◆ Exercise brief: Take the line that contains "the pink sweatshirt." as the first line and the final line of the records as the last; return exactly those lines and the lines between.

◆ Records for the task:

----

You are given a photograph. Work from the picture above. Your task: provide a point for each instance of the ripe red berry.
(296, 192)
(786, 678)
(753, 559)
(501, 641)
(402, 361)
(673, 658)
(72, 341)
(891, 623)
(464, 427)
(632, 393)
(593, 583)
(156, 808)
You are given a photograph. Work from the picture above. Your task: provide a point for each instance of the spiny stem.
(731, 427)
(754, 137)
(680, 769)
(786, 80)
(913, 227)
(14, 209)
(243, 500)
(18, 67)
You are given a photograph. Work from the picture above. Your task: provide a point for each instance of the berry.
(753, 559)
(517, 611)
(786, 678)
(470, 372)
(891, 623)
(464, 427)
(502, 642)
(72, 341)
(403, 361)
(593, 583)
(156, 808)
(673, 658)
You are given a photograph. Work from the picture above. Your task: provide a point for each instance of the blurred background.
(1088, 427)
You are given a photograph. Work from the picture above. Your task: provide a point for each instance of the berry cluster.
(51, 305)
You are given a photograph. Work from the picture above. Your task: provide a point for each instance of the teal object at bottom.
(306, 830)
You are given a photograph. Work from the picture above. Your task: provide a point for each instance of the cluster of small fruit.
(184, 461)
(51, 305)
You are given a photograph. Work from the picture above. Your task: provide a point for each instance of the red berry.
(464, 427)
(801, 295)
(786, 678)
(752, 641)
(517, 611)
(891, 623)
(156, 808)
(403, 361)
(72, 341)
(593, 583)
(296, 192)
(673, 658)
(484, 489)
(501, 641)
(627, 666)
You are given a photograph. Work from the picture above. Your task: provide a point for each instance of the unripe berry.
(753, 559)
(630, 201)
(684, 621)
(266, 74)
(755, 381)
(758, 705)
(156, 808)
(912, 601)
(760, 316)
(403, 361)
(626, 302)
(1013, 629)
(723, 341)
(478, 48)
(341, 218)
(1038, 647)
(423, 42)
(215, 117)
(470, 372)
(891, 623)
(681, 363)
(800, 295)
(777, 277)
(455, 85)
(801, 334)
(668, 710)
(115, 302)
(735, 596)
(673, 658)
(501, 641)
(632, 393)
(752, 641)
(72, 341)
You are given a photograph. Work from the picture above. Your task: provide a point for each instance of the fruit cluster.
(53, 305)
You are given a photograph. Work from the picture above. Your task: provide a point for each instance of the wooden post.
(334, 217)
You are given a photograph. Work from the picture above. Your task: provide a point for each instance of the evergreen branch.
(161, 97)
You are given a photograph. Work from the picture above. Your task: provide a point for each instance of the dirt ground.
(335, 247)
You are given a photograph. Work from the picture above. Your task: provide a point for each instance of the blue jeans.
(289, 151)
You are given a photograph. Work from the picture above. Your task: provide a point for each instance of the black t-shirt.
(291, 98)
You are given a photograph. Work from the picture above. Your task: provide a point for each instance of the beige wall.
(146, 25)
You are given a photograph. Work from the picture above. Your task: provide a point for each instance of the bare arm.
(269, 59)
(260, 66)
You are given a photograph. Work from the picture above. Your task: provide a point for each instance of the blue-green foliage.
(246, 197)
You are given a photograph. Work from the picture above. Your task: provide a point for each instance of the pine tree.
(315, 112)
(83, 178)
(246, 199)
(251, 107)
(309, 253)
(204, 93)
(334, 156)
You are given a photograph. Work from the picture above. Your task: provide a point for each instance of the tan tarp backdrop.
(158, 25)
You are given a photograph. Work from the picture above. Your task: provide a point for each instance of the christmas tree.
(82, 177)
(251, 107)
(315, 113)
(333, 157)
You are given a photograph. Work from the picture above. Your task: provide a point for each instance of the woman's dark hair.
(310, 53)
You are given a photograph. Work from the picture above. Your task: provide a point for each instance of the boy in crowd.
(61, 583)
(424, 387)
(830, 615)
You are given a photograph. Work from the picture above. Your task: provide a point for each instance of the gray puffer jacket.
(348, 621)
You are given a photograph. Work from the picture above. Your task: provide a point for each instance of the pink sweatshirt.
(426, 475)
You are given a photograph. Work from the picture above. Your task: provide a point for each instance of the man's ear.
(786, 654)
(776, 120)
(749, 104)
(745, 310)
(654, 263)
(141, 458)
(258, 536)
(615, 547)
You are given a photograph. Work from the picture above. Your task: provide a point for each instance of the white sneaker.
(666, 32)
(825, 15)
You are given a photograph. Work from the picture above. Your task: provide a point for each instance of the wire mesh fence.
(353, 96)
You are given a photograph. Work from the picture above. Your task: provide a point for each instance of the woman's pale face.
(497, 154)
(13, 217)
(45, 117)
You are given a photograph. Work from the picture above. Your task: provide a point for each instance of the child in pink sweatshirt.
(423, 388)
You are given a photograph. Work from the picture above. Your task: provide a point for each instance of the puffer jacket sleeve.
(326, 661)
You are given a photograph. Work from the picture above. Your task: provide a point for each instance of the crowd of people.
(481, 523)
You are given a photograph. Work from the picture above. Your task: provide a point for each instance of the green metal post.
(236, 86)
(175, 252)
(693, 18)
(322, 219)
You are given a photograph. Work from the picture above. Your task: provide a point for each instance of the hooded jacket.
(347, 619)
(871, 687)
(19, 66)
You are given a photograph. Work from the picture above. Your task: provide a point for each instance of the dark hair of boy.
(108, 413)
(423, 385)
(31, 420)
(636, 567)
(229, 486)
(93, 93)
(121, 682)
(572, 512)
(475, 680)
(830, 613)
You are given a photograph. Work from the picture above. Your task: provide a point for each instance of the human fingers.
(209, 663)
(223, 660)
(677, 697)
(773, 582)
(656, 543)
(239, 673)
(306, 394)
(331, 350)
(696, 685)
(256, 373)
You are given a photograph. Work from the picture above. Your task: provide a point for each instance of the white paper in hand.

----

◆ Written response:
You are given a photograph. Work from the picture above. Your task: provide a point for each instance of the pink sweatshirt.
(426, 475)
You are given a photograph. Work from the picture above. Your task: provide a point for each instance of the man's ear.
(786, 654)
(776, 120)
(749, 104)
(745, 310)
(654, 263)
(141, 458)
(258, 536)
(615, 547)
You are given a photograph. Work from the picture above. Your task: provide a point for each instance of the white sneaker.
(666, 32)
(825, 15)
You are given a photograph. Work from the picture above. Your task: provide a point for each instance of the wire mesh fence.
(353, 96)
You are given a photograph. Work from the picture above. Your task: provide a point for each instance of the woman's pale face.
(497, 154)
(13, 217)
(45, 117)
You are given a photograph. Work from the picture above. Your task: provide a point for each instance of the child in pink sweatshirt.
(423, 388)
You are given a photograph. Work from the picture above. Your task: provide a point for each instance of the puffer jacket sleeve.
(326, 661)
You are given a photograph. Work from the picture above. Your task: provide a point for each instance of the crowd of people.
(481, 523)
You are given a photograph. Work from the picture above. Your task: provide a point for each instance of the green metal post.
(236, 86)
(175, 252)
(693, 18)
(322, 219)
You are given a photograph. Work from the picture above. Your task: provide a point for each instance of the hooded jacket.
(347, 619)
(871, 687)
(19, 66)
You are given a photograph. Work from the picture above. Your task: provide a point for each instance of the dark hair of boy.
(108, 413)
(423, 385)
(31, 420)
(636, 567)
(229, 486)
(93, 93)
(121, 682)
(572, 512)
(475, 680)
(830, 613)
You are given a photograph. Work from the picture above. Your task: provide a point for each instance of the human fingers.
(209, 663)
(223, 660)
(677, 697)
(773, 582)
(656, 543)
(239, 673)
(306, 394)
(331, 350)
(696, 685)
(256, 373)
You are given a photograph. Work from the picture above. Your task: provide a point for each instance of the white paper in hand.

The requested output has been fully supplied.